● **Excerpted data**:
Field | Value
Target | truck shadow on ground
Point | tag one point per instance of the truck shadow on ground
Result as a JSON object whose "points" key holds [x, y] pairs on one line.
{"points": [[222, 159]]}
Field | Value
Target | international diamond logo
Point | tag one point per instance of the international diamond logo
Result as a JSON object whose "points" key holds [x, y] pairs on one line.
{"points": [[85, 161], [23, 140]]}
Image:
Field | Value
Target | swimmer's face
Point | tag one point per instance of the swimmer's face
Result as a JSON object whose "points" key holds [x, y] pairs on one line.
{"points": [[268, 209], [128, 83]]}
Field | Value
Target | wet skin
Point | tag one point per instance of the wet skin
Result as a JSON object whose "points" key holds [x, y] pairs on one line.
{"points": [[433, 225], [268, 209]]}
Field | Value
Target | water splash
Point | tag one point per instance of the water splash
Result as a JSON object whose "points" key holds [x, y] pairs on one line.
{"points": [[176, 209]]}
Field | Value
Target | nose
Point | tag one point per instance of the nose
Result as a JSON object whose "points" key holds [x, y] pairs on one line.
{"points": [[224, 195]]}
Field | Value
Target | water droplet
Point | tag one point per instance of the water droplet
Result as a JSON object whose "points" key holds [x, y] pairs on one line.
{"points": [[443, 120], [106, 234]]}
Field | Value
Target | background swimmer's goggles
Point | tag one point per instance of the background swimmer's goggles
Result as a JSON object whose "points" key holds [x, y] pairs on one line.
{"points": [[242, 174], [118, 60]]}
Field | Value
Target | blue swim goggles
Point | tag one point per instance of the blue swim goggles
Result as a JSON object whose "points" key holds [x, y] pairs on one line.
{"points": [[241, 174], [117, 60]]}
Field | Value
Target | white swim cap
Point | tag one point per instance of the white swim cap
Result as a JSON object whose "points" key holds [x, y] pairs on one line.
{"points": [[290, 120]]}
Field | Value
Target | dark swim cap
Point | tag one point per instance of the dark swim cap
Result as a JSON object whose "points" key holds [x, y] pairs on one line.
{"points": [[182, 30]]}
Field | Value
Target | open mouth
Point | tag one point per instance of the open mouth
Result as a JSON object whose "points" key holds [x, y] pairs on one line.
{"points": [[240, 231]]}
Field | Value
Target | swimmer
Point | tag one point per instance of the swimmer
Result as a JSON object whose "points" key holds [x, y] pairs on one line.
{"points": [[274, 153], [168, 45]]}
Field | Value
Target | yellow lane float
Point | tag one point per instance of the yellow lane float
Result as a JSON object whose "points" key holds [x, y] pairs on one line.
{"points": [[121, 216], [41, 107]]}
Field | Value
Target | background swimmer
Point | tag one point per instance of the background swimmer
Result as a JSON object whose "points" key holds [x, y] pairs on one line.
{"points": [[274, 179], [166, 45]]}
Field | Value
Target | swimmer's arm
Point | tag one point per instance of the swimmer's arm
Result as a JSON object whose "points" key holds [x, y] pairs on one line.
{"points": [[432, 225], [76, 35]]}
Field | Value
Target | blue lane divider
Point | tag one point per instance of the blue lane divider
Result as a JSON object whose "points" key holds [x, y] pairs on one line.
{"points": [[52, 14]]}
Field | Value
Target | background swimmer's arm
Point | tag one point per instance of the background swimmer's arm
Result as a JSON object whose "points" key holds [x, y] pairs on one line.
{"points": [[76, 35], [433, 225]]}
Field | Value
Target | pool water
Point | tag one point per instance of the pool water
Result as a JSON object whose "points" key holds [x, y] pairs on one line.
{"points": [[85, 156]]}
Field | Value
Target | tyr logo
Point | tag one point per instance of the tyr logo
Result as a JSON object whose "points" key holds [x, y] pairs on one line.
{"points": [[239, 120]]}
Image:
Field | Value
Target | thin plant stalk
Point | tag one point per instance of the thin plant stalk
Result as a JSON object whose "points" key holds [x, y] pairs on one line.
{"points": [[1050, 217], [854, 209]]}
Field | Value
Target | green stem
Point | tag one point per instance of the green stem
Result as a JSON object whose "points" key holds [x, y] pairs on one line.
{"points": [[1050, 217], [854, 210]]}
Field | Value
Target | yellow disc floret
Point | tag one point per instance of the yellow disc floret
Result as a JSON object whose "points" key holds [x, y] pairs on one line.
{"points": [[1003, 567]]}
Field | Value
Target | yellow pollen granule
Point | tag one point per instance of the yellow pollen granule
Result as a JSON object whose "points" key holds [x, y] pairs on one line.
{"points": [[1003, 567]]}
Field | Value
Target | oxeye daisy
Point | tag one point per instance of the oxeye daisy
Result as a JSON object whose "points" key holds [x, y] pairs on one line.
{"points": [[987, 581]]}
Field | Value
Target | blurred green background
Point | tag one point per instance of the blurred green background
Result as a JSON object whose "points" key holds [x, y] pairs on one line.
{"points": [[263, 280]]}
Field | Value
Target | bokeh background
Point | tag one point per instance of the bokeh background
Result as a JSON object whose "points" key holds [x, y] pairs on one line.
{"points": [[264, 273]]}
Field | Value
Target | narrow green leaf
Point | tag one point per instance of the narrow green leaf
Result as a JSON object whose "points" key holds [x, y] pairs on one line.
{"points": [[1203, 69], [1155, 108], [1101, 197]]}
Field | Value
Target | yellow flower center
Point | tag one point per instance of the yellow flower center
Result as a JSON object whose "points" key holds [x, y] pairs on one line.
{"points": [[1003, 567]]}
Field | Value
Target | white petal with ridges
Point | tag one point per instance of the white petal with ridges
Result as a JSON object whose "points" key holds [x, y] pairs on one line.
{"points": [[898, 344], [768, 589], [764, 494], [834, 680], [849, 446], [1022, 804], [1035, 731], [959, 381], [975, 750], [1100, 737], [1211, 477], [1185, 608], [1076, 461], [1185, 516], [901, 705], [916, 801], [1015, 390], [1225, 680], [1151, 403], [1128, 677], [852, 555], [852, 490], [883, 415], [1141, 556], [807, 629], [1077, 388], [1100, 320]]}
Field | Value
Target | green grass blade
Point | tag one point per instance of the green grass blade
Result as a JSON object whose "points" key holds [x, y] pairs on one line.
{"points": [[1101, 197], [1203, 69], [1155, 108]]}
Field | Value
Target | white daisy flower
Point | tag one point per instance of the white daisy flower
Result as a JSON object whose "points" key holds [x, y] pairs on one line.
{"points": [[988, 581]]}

● **What you should do**: Give every line of the material that includes the string "oxeye".

● **Result of this exercise**:
Target | oxeye daisy
Point | tag one point per instance of the oxeye daisy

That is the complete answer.